Copy out every line of the data below, character for character, from start to finish.
START
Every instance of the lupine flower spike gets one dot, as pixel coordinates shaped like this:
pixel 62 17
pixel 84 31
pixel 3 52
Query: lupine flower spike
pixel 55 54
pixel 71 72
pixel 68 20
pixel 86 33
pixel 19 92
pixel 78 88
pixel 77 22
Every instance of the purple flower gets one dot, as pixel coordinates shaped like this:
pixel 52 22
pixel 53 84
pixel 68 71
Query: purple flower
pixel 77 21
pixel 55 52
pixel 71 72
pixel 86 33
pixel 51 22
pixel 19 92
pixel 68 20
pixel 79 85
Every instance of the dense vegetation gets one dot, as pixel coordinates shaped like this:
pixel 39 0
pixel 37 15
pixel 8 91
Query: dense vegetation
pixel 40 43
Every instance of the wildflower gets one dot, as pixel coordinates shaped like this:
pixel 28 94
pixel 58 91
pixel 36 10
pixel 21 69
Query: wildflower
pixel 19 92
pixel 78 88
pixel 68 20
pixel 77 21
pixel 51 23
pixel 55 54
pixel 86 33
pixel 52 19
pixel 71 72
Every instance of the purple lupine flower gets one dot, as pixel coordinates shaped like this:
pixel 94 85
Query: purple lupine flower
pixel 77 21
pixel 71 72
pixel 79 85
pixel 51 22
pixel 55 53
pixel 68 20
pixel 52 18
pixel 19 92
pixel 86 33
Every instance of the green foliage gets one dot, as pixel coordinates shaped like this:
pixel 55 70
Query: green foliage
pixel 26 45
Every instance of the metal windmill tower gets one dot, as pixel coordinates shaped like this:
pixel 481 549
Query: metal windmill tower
END
Answer below
Every instance of the lupine flower spike gets one dot, as pixel coordinates shaped like this:
pixel 62 17
pixel 84 31
pixel 3 52
Query: lupine flower spike
pixel 55 54
pixel 71 72
pixel 68 20
pixel 86 33
pixel 19 92
pixel 78 88
pixel 77 22
Every instance of the purple flower gets one dot, as pixel coordinates shaped like this:
pixel 52 22
pixel 53 84
pixel 68 71
Query: purple flower
pixel 77 21
pixel 55 52
pixel 71 72
pixel 86 33
pixel 51 22
pixel 19 92
pixel 68 20
pixel 79 85
Every instance of the dense vegetation gets one dot, as pixel coordinates shaped like this:
pixel 39 0
pixel 37 15
pixel 8 91
Query: dense vegetation
pixel 40 43
Every instance of the wildflower gets one dot, as pixel coordinates shaped like this:
pixel 28 94
pixel 58 91
pixel 36 10
pixel 21 69
Query: wildflower
pixel 19 92
pixel 78 88
pixel 68 20
pixel 77 21
pixel 51 23
pixel 55 54
pixel 86 33
pixel 52 19
pixel 71 72
Every instance of the purple lupine flower gets one dot, as pixel coordinates shaped like this:
pixel 94 85
Query: purple lupine flower
pixel 77 21
pixel 71 72
pixel 79 85
pixel 51 22
pixel 55 53
pixel 68 20
pixel 52 18
pixel 19 92
pixel 86 33
Every instance of the green foliage gets one dot, as pixel coordinates shaped like this:
pixel 55 70
Query: green foliage
pixel 26 45
Every instance of the metal windmill tower gets one dot, as pixel coordinates shaped like this:
pixel 481 549
Query: metal windmill tower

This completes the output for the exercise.